[Dataset excerpt]
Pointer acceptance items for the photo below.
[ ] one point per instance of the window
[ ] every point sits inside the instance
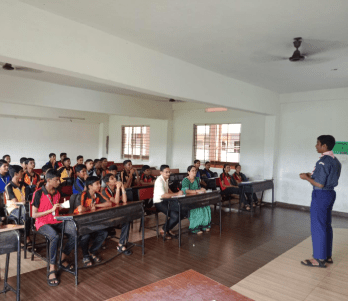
(217, 143)
(136, 142)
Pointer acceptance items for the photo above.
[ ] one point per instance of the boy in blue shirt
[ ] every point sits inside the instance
(324, 179)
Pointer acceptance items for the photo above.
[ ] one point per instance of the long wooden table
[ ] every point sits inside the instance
(195, 201)
(10, 242)
(255, 186)
(89, 222)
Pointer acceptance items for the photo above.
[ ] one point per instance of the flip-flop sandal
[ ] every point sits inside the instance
(308, 263)
(52, 282)
(70, 267)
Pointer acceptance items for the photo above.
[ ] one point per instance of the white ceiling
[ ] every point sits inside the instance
(242, 39)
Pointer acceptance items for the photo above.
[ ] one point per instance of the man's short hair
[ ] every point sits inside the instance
(163, 167)
(106, 179)
(91, 180)
(112, 167)
(22, 160)
(328, 140)
(80, 167)
(52, 173)
(28, 160)
(15, 169)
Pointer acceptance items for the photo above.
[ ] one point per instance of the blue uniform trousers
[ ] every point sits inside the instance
(321, 208)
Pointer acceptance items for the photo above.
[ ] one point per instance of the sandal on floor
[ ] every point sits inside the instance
(95, 258)
(86, 261)
(329, 260)
(308, 263)
(69, 268)
(52, 282)
(124, 251)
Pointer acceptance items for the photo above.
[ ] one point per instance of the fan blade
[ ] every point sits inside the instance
(25, 69)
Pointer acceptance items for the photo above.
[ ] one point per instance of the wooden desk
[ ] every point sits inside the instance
(103, 218)
(255, 186)
(195, 201)
(10, 242)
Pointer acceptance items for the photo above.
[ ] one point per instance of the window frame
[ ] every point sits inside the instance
(214, 164)
(133, 156)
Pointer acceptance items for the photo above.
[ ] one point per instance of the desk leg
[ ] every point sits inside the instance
(179, 225)
(18, 289)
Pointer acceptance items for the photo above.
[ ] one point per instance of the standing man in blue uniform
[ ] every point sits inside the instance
(324, 179)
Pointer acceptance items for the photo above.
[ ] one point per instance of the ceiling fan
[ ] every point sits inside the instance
(10, 67)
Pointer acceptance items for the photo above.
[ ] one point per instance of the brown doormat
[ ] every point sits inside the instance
(189, 285)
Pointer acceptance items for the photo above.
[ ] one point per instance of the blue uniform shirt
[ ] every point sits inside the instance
(327, 172)
(79, 186)
(4, 180)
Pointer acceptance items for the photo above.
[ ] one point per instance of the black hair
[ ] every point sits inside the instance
(126, 161)
(112, 167)
(2, 162)
(190, 167)
(45, 168)
(28, 160)
(106, 179)
(15, 169)
(145, 167)
(22, 160)
(328, 140)
(163, 167)
(52, 173)
(91, 180)
(80, 167)
(65, 159)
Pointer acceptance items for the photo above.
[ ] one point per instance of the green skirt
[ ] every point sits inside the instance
(200, 219)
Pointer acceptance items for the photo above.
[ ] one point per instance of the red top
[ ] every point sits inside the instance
(43, 201)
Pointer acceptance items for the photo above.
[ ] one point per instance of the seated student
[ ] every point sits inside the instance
(162, 190)
(22, 162)
(199, 218)
(103, 167)
(7, 158)
(79, 160)
(62, 157)
(90, 168)
(52, 163)
(45, 206)
(42, 182)
(15, 192)
(81, 176)
(5, 178)
(129, 176)
(66, 172)
(90, 200)
(239, 178)
(197, 164)
(31, 178)
(97, 167)
(112, 192)
(228, 185)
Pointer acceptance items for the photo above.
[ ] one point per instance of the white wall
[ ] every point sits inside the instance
(304, 117)
(252, 137)
(158, 139)
(37, 138)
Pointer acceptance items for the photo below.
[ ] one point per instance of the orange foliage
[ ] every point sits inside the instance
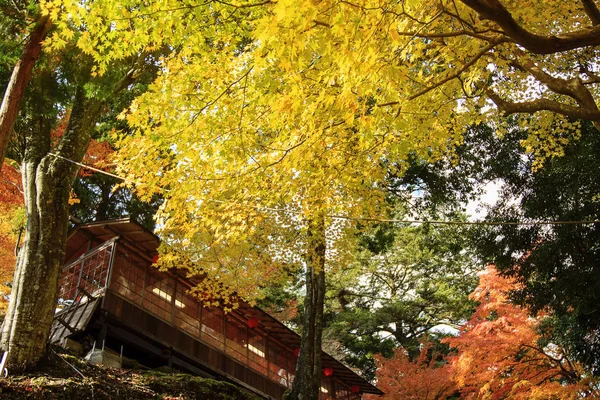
(421, 379)
(498, 358)
(11, 199)
(498, 352)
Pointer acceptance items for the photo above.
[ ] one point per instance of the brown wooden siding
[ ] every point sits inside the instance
(159, 330)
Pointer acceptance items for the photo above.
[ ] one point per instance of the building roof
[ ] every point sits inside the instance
(144, 242)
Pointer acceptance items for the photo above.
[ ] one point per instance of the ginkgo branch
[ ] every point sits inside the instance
(495, 11)
(592, 11)
(461, 70)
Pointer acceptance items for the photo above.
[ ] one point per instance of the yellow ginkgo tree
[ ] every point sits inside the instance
(271, 118)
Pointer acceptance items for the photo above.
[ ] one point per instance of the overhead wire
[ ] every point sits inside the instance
(371, 219)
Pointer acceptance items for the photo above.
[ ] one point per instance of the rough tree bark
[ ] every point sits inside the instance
(18, 82)
(47, 182)
(307, 382)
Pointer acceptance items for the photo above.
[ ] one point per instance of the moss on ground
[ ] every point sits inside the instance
(63, 376)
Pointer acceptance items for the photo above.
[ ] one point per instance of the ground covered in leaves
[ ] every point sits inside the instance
(64, 376)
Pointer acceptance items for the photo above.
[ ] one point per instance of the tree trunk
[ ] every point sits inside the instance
(18, 82)
(307, 382)
(47, 182)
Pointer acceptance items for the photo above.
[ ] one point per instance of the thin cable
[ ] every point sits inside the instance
(350, 218)
(87, 166)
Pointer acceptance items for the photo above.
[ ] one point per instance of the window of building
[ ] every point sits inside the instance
(128, 276)
(187, 311)
(279, 370)
(257, 357)
(158, 295)
(237, 339)
(212, 326)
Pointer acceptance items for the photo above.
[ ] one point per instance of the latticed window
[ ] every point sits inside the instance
(237, 338)
(128, 276)
(279, 366)
(187, 311)
(257, 349)
(158, 295)
(87, 275)
(212, 326)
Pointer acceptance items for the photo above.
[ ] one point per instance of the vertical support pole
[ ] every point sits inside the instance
(111, 262)
(113, 255)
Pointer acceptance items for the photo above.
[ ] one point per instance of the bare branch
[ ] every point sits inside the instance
(591, 9)
(509, 107)
(494, 10)
(456, 74)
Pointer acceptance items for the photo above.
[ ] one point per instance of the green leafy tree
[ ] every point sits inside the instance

TASK TO COMPLETE:
Reproduce every line above as written, skipping pictures.

CORRECT RESPONSE:
Pointer acceptance items for the photo below.
[ ] one point per instance of the window
[ ] every point sits inside the instance
(217, 143)
(136, 142)
Pointer acceptance items for the photo above.
[ ] one point per instance of the boy in blue shirt
[ ] every point sits inside the instance
(324, 179)
Pointer acceptance items for the photo above.
[ ] one point per instance of the long wooden table
[ ] every point sits inside the instance
(195, 201)
(10, 242)
(255, 186)
(89, 222)
Pointer acceptance items for the photo above.
[ ] one point per instance of the flip-flop sandal
[ ] every point sits inside the instance
(308, 263)
(52, 282)
(70, 267)
Pointer acceptance items for the photo above.
[ ] one point per instance of the white ceiling
[ ] every point sits inside the instance
(242, 39)
Pointer acceptance items for the photo above.
[ ] one point per instance of the man's short hair
[ ] every point sits inside the instance
(163, 167)
(106, 179)
(91, 180)
(112, 167)
(22, 160)
(328, 140)
(80, 167)
(52, 173)
(28, 160)
(15, 169)
Pointer acceptance items for the photo above.
[ ] one point per instance of the blue uniform trousers
[ ] every point sits inside the instance
(321, 208)
Pointer acceptance items for the photo above.
[ ] one point per instance of the sandal on floor
[ ] every point sits inside the instance
(95, 258)
(86, 261)
(329, 260)
(308, 263)
(69, 268)
(52, 282)
(124, 251)
Pointer acceptance items for the photo above.
[ ] one point per instance of the fan blade
[ ] every point sits inside the instance
(25, 69)
Pointer acceptance items for the photo above.
[ ] one point per instance of the wooden desk
[ ] every point sits inside the instance
(103, 218)
(255, 186)
(195, 201)
(10, 242)
Pointer acceptance items for the photo above.
[ ] one point per instance of the window frame
[ ] every point sits inside the instance
(214, 164)
(133, 156)
Pointer acceptance items for the photo above.
[ ] one point per instance of the desk leg
[ ] every point sits inside the instance
(179, 225)
(18, 289)
Pointer acceptance items for the photo above.
[ ] one point per instance of the standing man in blue uniform
[ ] every point sits inside the instance
(324, 179)
Pointer acceptance items for the photo above.
[ ] one point per instance of the ceiling fan
[ ] every point sits inside the instance
(10, 67)
Pointer acceptance items for the photo above.
[ ] one point per instance of the brown doormat
[ ] every point sits inside the instance
(189, 285)
Pointer acceptance items for the photo above.
[ ] one point per instance of the blue uniform shirt
[ ] every point sits inside the instance
(327, 172)
(79, 186)
(4, 180)
Pointer acceptance items for the photo above.
[ ] one point per instance of the black hair
[ ] every point sits inside the instance
(126, 161)
(112, 167)
(2, 162)
(190, 167)
(45, 168)
(28, 160)
(106, 179)
(15, 169)
(145, 167)
(22, 160)
(328, 140)
(163, 167)
(52, 173)
(91, 180)
(80, 167)
(65, 159)
Pointer acceptance items for the photo above.
[ ] one point per instance of the green skirt
[ ] every point sits inside the instance
(200, 219)
Pointer acceptance items for the photo above.
[ ] one point per instance of the red top
[ ] every point sits inside the instance
(43, 201)
Pointer acceptance items for the photo above.
[ ] one point per instance of the seated student
[ ] every point sits inside the instance
(162, 190)
(22, 162)
(199, 218)
(103, 167)
(7, 158)
(79, 160)
(62, 157)
(90, 168)
(52, 163)
(45, 206)
(42, 182)
(15, 192)
(81, 176)
(5, 178)
(129, 176)
(66, 172)
(90, 200)
(239, 178)
(197, 164)
(31, 178)
(97, 167)
(112, 192)
(228, 185)
Pointer acceptance items for the photo above.
[ ] one point per instance of the white wall
[ ] every point sits inside the instance
(304, 117)
(252, 137)
(158, 139)
(37, 138)
Pointer acceptance items for the photo below.
[ ] one point per instance of the orange foliage
[ ] every point sits inside the instance
(421, 379)
(498, 358)
(11, 199)
(498, 352)
Pointer acceptance items for the photo above.
[ ] one point per instance of the brown wooden siding
[ ] every point sits inside the instance
(159, 330)
Pointer acceptance items for the photo above.
[ ] one point per instance of the building roof
[ ] every point sits inside the instance
(144, 242)
Pointer acceptance items for the photo above.
[ ] one point per instance of the ginkgo branch
[ ] every point sits inside the instance
(495, 11)
(592, 11)
(461, 70)
Pointer acceptance items for the photo above.
[ ] one point per instance of the yellow ginkgo tree
[ ] every point sits inside the instance
(271, 118)
Pointer acceptance items for the photo above.
[ ] one point per instance of the overhead wire
[ ] every point sits inside the instance
(371, 219)
Pointer acceptance items for the photo above.
[ ] one point per instance of the rough tree bark
[ ] every point sits inside the instance
(18, 82)
(47, 182)
(307, 382)
Pointer acceptance items for the photo above.
[ ] one point per instance of the moss on ground
[ ] every point sits inside the instance
(63, 376)
Pointer acceptance items for the photo above.
[ ] one point per instance of the ground covered in leaves
[ ] every point sits inside the instance
(64, 376)
Pointer acceptance items for the photo above.
[ ] one point per instance of the tree trunk
[ ] every point sits inside the instance
(18, 82)
(307, 382)
(47, 182)
Pointer acceptance items for the photo above.
[ ] one point per instance of the thin cable
[ ] every point sits inside the instance
(350, 218)
(87, 166)
Pointer acceptance items for the photo above.
[ ] one point per instance of the window of building
[ ] every point sits inside the instance
(128, 276)
(187, 311)
(279, 370)
(257, 357)
(158, 295)
(237, 339)
(212, 326)
Pointer acceptance items for the photo above.
[ ] one point per instance of the latticed window
[ ] every point sits inside the instance
(237, 338)
(128, 276)
(279, 366)
(187, 311)
(257, 349)
(158, 295)
(87, 275)
(212, 326)
Pointer acceptance items for the photo above.
[ ] one point per instance of the vertical support pole
[ ] every point sits inside the instance
(111, 262)
(113, 255)
Pointer acceptance items for the photo above.
[ ] one point per instance of the bare branch
[ ] every point sits inside the instance
(591, 9)
(509, 107)
(494, 10)
(456, 74)
Pointer acceptance items for the photo above.
[ ] one point per instance of the green leafy tree
[ ] every point sits inside the instance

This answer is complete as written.